*** Entries supplied ***

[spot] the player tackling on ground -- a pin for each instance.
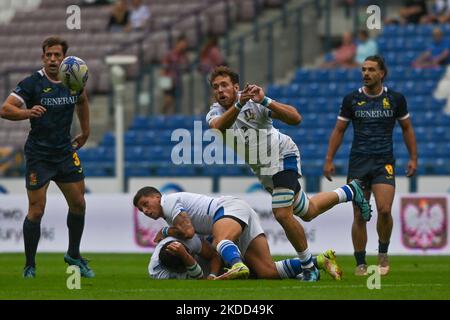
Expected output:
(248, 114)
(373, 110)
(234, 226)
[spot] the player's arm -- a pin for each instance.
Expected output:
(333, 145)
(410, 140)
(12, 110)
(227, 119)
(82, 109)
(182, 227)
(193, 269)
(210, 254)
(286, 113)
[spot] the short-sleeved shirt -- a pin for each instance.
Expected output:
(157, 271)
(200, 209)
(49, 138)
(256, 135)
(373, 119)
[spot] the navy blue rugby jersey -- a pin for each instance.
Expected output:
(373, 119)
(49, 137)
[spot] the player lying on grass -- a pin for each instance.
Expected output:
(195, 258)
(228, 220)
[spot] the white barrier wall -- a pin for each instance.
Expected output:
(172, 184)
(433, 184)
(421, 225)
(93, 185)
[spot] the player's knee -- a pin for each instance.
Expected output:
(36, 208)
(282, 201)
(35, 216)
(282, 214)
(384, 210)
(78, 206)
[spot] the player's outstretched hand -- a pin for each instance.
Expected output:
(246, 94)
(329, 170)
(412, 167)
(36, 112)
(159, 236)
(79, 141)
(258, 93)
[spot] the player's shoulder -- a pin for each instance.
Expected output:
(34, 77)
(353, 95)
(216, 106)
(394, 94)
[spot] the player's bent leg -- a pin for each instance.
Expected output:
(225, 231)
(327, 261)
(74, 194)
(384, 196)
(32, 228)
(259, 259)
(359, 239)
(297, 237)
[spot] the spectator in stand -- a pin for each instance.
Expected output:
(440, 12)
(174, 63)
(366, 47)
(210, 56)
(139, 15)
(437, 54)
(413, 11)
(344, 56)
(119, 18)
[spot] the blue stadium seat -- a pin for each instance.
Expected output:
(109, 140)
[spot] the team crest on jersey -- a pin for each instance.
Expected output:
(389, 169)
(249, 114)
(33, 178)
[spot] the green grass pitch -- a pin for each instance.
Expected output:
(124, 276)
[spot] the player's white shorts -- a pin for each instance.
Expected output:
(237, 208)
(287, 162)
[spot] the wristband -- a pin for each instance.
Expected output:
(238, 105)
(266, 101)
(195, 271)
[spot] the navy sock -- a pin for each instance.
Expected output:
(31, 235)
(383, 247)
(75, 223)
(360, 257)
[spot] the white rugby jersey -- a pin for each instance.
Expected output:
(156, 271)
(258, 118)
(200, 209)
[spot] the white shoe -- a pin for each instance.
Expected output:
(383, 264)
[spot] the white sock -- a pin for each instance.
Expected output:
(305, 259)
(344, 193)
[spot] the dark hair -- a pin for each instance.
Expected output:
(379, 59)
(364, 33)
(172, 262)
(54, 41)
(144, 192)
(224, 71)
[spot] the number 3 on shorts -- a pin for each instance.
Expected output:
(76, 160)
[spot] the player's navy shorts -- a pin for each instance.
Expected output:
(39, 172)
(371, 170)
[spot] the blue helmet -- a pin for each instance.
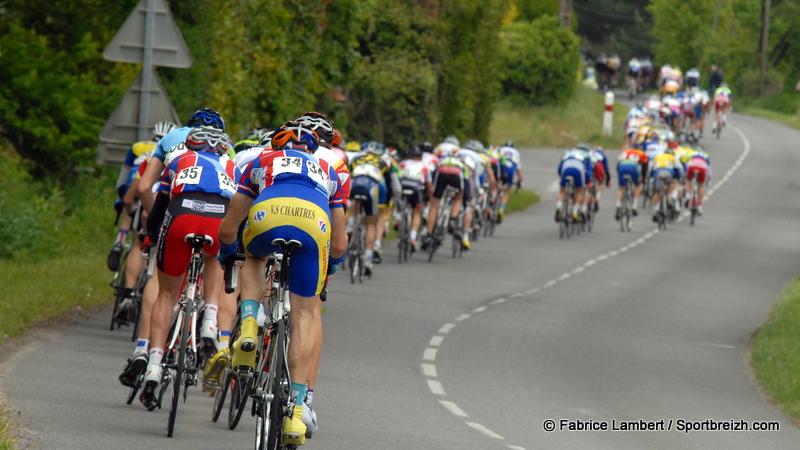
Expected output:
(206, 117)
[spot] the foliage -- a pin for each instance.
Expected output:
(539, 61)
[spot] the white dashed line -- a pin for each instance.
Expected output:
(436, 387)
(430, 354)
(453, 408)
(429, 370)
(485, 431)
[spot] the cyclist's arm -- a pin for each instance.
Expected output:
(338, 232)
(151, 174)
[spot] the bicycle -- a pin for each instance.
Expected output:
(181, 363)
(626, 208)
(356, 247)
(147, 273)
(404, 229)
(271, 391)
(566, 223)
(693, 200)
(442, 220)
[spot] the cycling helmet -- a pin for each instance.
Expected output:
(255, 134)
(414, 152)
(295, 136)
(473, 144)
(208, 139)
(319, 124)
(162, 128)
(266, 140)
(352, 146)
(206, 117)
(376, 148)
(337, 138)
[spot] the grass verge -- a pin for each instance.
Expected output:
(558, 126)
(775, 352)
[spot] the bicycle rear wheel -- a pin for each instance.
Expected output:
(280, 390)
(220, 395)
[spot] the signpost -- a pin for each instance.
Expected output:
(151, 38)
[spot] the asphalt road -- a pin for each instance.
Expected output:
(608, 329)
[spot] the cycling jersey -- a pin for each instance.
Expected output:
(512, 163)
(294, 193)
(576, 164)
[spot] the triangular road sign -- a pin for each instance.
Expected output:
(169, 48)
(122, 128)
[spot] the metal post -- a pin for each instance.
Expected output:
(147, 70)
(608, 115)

*** End of Entries supplied ***

Problem to solve: In the lines above, locate the string "blue". Copy every line where it occurs.

Result of this task:
[spot] the navy blue rugby jersey -- a pin for each instance.
[spot] the blue stadium seat -- a pin for each instance.
[spot] the blue helmet -- a pin for each instance.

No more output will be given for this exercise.